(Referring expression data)
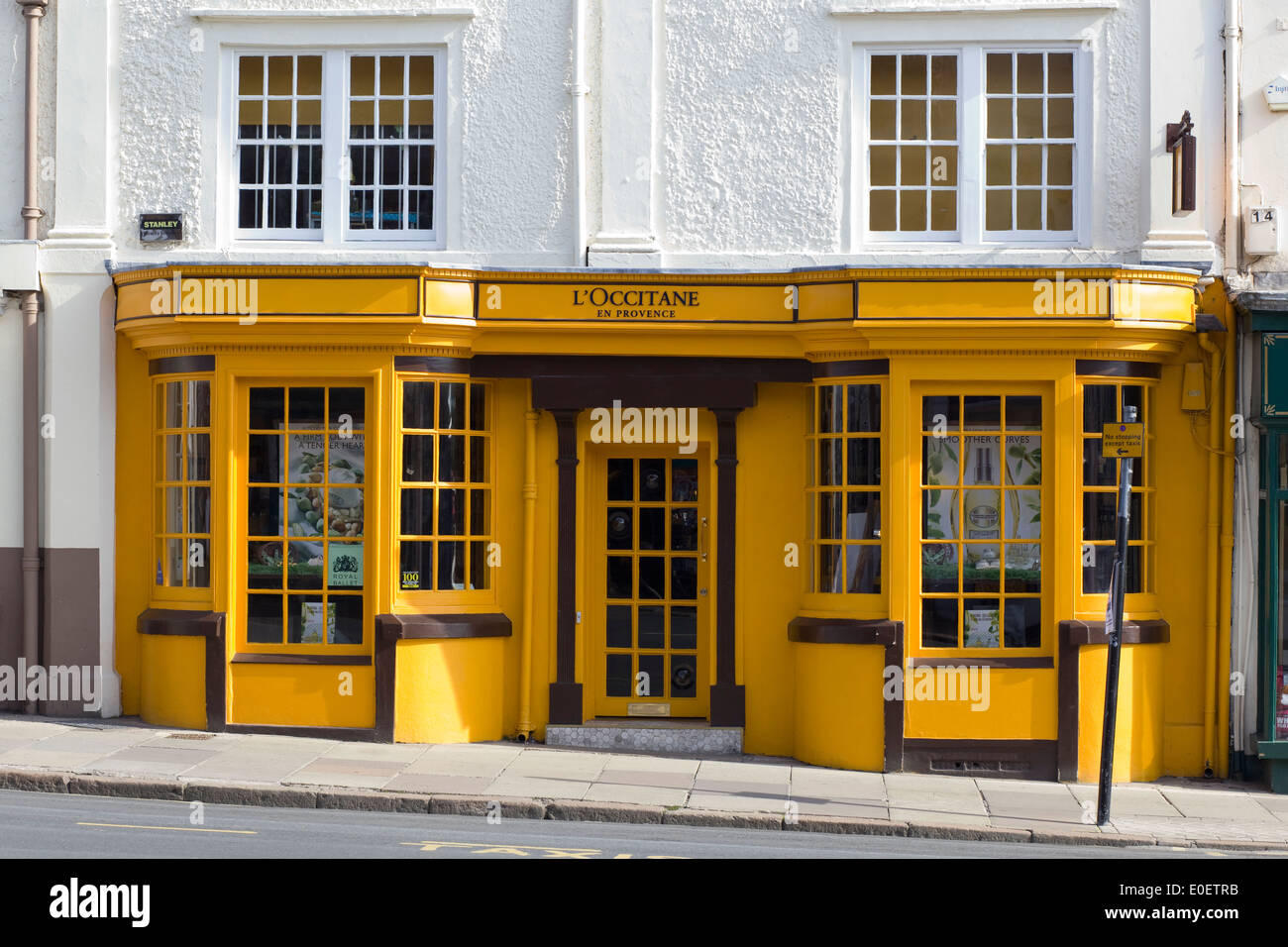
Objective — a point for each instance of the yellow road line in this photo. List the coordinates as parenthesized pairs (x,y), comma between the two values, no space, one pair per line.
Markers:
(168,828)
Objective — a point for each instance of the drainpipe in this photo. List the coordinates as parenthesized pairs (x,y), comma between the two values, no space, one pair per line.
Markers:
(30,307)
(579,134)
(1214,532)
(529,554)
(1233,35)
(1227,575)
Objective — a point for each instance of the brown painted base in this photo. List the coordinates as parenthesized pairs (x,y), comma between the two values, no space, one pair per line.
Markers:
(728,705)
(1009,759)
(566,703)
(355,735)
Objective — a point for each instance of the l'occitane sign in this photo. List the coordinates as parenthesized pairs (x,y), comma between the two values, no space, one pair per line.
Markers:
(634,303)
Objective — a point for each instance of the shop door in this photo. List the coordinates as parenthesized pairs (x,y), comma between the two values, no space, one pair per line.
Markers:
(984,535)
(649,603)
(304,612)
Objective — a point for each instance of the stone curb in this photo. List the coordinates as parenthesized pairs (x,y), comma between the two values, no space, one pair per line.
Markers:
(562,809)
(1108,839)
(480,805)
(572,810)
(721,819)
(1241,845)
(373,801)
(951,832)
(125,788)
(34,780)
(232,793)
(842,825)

▶ [TRY IT] Each line of the entries above that contains "parenthesized" is to be copied.

▶ [RESULT OF THE TASK]
Objective — a point for each instance of the yellow road line in this photo. List the coordinates as parenthesized pairs (x,y), comma between the two values, no space, one pair per line.
Objective — a point for each instance of the drainpipe in this photo. List the coordinates as parenthesized pairs (x,y), comma between the two values, no space, one pair per line.
Objective — a point for each instance of the brown painted base in this photo. List the coordinates as parenthesized pairs (x,y), comma between the two values, no space, one pair per line.
Objective — a point for each instance of the l'occitane sign in this photo. List the coordinates as parenthesized pairs (x,y), comma between the two values, no space, one pair per line.
Objective — a point for each instance of the shop door in this photo. List the coordinates as parenthesized pairs (x,y), comma between the two values, no space, one pair per line.
Objective — a point for each instance of the stone curb in this photo. List the coordinates as parenthesized pairs (x,y), comma between the two values, no space, one pair per line.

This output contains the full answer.